Texte sélectionné ::
Le Cameroun a deux grandes ambitions : devenir un pays émergent à l’horizon 2035 et un hub logistique en Afrique centrale. Mais, si les grands travaux d’infrastructure dans les routes ou les barrages progressent, le port de Douala est à l’heure actuelle engorgé et les réseaux d’électricité et de communications sont défaillants. L’environnement des affaires demeure difficile.

Depuis que le Cameroun affiche sa volonté de devenir une nation émergente à l’horizon 2035, chacun s’interroge sur la capacité de l’État à engager les réformes promises pour assurer le développement économique et social. L’environnement des affaires, en particulier, est si souvent décrié que la nouvelle loi sur l’investissement, en date du 18 avril 2013, crée plus de scepticisme que d’enthousiasme dans le monde économique. D’abord, cette promesse législative à l’adresse des investisseurs locaux et internationaux n’est pas associée à un renforcement de la sécurité juridique, laissant ainsi dubitatif jusqu’au Fonds monétaire international (FMI). Ensuite, « elle est introduite au moment où l’Administration fiscale multiplie les contrôles et accroît sa pression sur le secteur privé formel », regrettent les entrepreneurs résidents sur place, notamment les Français qui sont les premiers investisseurs au Cameroun.

Sans compter qu’à l’origine, la loi ne devait profiter qu’aux nouveaux investisseurs. Dans une économie dépendante des investissements directs étrangers (IDE), ce parti pris a été très mal perçu par les opérateurs engagés de longue date dans le pays. En définitive, la mobilisation de ceux qui comptent sur le terrain a été suffisante pour que les bénéfices du texte soient élargis aux réinvestissements, 50 % des avantages apportés aux nouveaux investisseurs étant accordés dorénavant aux entreprises injectant des capitaux supplémentaires sur place.

Les IDE sont d’autant plus importants dans un pays où le secteur privé local pèse relativement peu. L’économie nationale reste encore largement administrée par l’État. « Certes, le principal syndicat, le Groupement inter patronal du Cameroun (Gicam), et son président, André Fotso, qui est vrai capitaine d’industrie, juge un de ses pairs, est parvenu à initier un dialogue avec les pouvoirs publics, mais, dans les faits, ils sont encore très peu écoutés ». Avec le soutien de la Société financière internationale (SFI), « un dialogue privé-public a bien été instauré au sein du Cameroun Business Forum (CBF), portant sur l’environnement des affaires », constate le dirigeant d’une compagnie européenne. Mais, selon lui, « le comité du suivi du CBF a établi qu’à peine 40 % des mesures prônées ont été appliquées ».

« C’est comme le port de Douala. L’État avance quelques mesurettes, mais il est toujours aussi engorgé, ce qui est le comble pour une infrastructure devant servir les ambitions du pays de devenir un hub logistique en Afrique centrale », rapporte un utilisateur régulier du port. Récemment, en effet, « pour accélérer le trafic de marchandises, quatre nouveaux portiques ont été mis en service, le parc à bois a été aménagé et le dragage des quais a repris », commente Pascal Maccioni, chef du service économique régional (SER) pour l’Afrique centrale, basé à Yaoundé. Pour autant, les opérateurs dans leur ensemble laissent percer leur pessimisme à court terme, car la congestion de l’ouvrage ralentit leur activité.

Données fournies ::
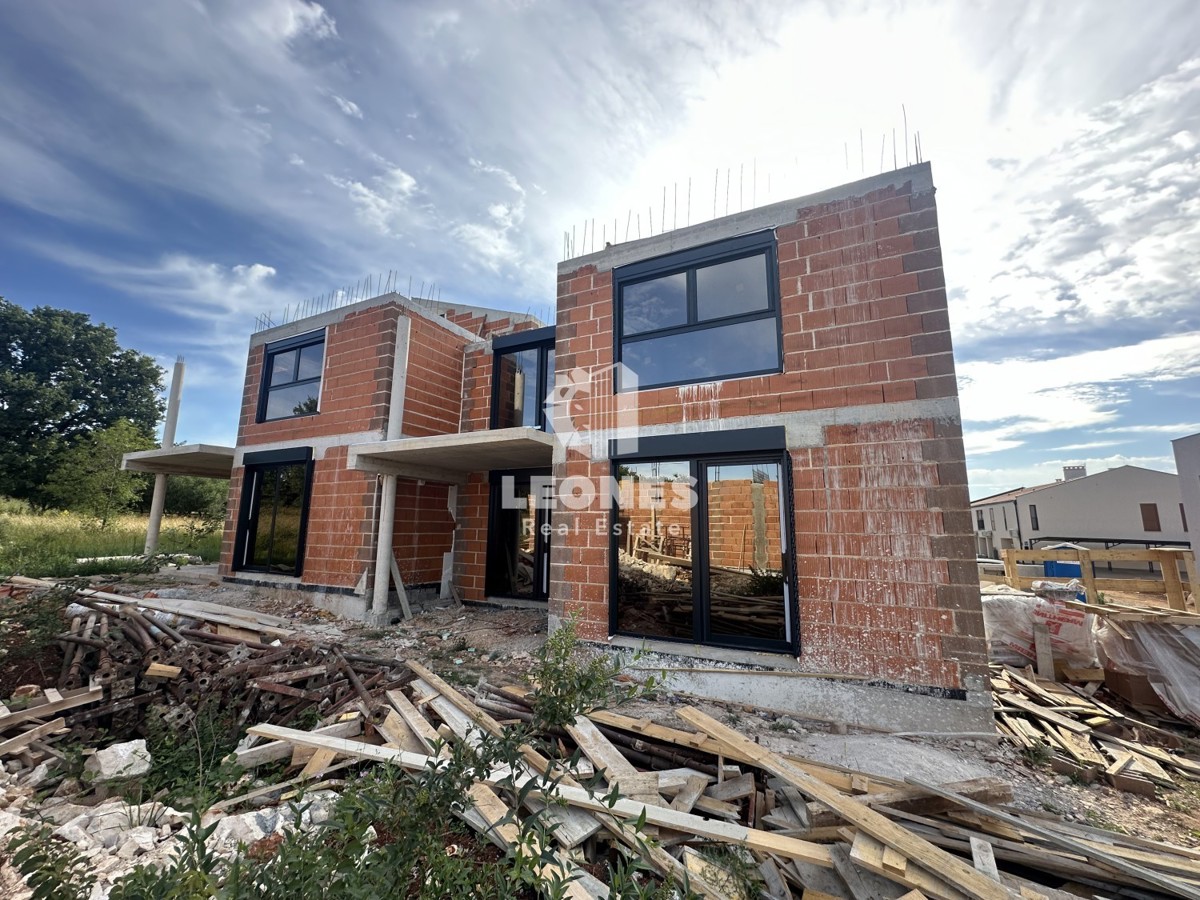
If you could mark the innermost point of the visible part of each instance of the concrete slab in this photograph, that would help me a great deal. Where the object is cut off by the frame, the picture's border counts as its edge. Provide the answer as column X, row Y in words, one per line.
column 203, row 460
column 451, row 457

Consignes :: Transcrivez fidèlement le passage du texte sur l'économie camerounaise, de « Le Cameroun a deux » à « affaires demeure difficile. ».

Réponse complète ::
Le Cameroun a deux grandes ambitions : devenir un pays émergent à l’horizon 2035 et un hub logistique en Afrique centrale. Mais, si les grands travaux d’infrastructure dans les routes ou les barrages progressent, le port de Douala est à l’heure actuelle engorgé et les réseaux d’électricité et de communications sont défaillants. L’environnement des affaires demeure difficile.